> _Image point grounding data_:
*****
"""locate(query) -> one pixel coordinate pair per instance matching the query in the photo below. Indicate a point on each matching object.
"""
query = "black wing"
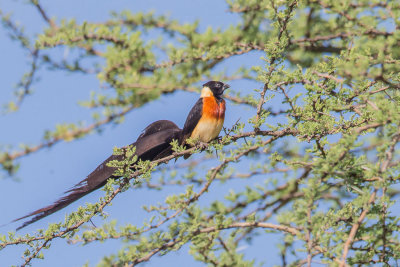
(192, 120)
(152, 144)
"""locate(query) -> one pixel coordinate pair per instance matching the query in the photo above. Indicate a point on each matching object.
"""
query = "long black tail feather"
(153, 143)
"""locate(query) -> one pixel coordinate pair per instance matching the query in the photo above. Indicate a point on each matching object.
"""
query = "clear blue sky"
(45, 175)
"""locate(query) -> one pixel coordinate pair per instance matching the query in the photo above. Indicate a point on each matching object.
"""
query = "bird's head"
(214, 88)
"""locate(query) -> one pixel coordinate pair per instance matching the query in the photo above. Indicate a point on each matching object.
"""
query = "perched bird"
(204, 123)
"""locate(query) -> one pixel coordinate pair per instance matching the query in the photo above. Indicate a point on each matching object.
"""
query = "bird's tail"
(153, 143)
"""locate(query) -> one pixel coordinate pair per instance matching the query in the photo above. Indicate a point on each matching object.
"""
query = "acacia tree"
(326, 155)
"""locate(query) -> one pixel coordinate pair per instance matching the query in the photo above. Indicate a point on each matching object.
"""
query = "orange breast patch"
(211, 121)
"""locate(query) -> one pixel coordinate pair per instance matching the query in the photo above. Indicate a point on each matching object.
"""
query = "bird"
(203, 124)
(206, 118)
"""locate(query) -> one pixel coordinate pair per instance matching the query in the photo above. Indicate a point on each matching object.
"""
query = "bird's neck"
(206, 92)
*****
> _To do_: Each entry above is to be written out exactly. The pictures stay out.

> _Answer section_:
"""locate(query) -> one pixel coordinate pair per instance matching the query in the photo below. Indicate a point on each matching object.
"""
query = "black wing"
(192, 120)
(152, 144)
"""locate(query) -> one pixel coordinate pair per instance matching the query in the photo above. Indicate a point on each matching object.
"""
query = "long black tail feather"
(153, 143)
"""locate(query) -> one pixel coordinate pair per instance matching the query in the photo above. Indicate a point on each matching object.
"""
query = "clear blue sky"
(45, 175)
"""locate(query) -> one pixel coordinate pair per instance matching the query in the photo above. Indicate a point on each matching object.
"""
query = "bird's head"
(214, 88)
"""locate(query) -> one pixel coordinate pair per instance matching the query in the photo above. Indicate a point on each matching object.
"""
query = "perched bird"
(204, 123)
"""locate(query) -> one pixel coordinate pair per instance matching the query in the photo above. Indicate a point on each matching object.
"""
query = "bird's tail"
(153, 143)
"""locate(query) -> one pixel coordinate pair per instance matching the query in the photo above. Indicate a point on each matching object.
"""
query = "acacia tree"
(326, 155)
"""locate(query) -> one pixel coordinate pair per instance matching the query in the photo above. Indicate a point on each matching object.
"""
query = "orange breast patch"
(211, 121)
"""locate(query) -> one pixel coordinate pair per instance matching the query in the photo above. Indicate a point on each matching object.
"""
query = "bird"
(203, 124)
(206, 118)
"""locate(query) -> one pixel coordinate pair per instance matching the query in the photo above. Indicate a point on each matching object.
"""
query = "bird's neck"
(206, 92)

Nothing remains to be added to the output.